Transcribe all of the material below word for word and leave out its pictures.

— start of MATERIAL FOR THIS EXERCISE —

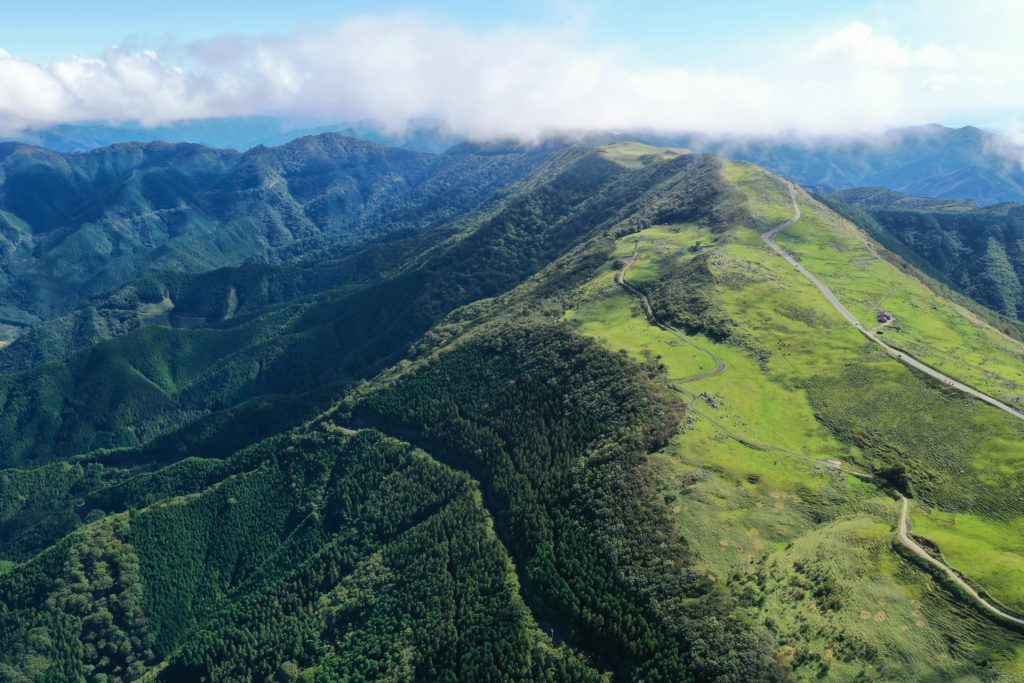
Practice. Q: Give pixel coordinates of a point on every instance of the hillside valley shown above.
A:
(333, 411)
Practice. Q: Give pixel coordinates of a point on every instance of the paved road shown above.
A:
(903, 357)
(903, 536)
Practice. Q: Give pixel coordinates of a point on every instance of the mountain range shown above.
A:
(583, 411)
(935, 161)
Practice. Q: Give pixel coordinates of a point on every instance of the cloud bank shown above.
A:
(526, 82)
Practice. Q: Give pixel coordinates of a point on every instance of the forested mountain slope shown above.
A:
(78, 224)
(963, 163)
(469, 453)
(978, 250)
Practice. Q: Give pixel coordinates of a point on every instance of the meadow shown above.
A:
(775, 523)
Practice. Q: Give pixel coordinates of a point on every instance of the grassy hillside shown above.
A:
(977, 250)
(468, 454)
(810, 548)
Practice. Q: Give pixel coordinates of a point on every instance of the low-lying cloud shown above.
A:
(523, 82)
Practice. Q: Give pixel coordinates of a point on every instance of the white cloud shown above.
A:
(523, 82)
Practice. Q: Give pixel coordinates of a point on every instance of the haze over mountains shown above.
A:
(924, 161)
(384, 414)
(604, 343)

— end of MATERIAL FOR THIS EXERCISE —

## CORRECT OUTPUT
Practice. Q: Give pixel coordinates of a point on every instance of the hillside valley shown above.
A:
(333, 411)
Practice. Q: Give pixel coordinates of a point on every instance of the paved road shown above.
A:
(903, 357)
(903, 536)
Practice. Q: Give pixel coordinates of a point on every instance of the mountain range shown above.
A:
(583, 411)
(935, 161)
Practice. Q: Give pixel coordinates of a point on every instance of the cloud bank shown above.
A:
(526, 82)
Practice. Q: Give pixel coordinates of a point on every instance of the forested mountain slope shown above.
A:
(78, 224)
(963, 163)
(469, 453)
(978, 250)
Practice. Q: Give pixel coordinates of a point on every instance of the meadow shown above.
A:
(775, 523)
Practice. Q: Give pixel coordinates of a point on every instance of the grassy hillside shown above.
A:
(977, 250)
(468, 454)
(810, 548)
Practice. Q: Give pixel coordinates of a point on every instance of the low-lying cloud shown above.
A:
(523, 82)
Practice. Q: Give pixel coordinates of a point on every instance of the white cloud shown above.
A:
(523, 82)
Practice. Q: Give pixel coordinates of a point on every instance of the haze over mountains shown above.
A:
(924, 161)
(384, 414)
(604, 343)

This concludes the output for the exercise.